* AIM OF THE TASK: Your answer must be an exact transcription of the lines from the line with "Objective — one dot per instance of the rocky" through the final line of the data.

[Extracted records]
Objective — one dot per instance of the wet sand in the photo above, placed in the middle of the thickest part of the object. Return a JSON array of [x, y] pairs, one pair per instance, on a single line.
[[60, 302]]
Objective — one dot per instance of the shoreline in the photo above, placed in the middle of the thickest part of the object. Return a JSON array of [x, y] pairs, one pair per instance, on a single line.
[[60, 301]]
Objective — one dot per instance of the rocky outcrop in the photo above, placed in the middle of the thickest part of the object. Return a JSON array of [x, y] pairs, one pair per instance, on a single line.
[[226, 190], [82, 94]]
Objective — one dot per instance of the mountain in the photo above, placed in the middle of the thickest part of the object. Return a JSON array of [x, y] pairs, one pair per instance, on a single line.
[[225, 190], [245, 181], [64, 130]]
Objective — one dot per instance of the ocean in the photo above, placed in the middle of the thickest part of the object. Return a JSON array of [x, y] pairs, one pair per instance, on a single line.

* OUTPUT:
Objective — one dot per instance of the rocky outcrop in the photo above, placed in the middle of the thickest part of the object. Return a JSON array of [x, y] pairs, one pair per instance, on a single line.
[[226, 190], [82, 94]]
Objective — one dot per instance of the mountain in the photo above, placed in the middle of the thickest part of the object. Return a JSON array of [x, y] pairs, one pair per instance, on a single line.
[[225, 190], [245, 181], [64, 130]]
Objective — one dot per instance of the ocean in the photo above, placed in the middle of the thickest part of the object. Return a JSON array of [x, y] pairs, one pair per instance, on a single line.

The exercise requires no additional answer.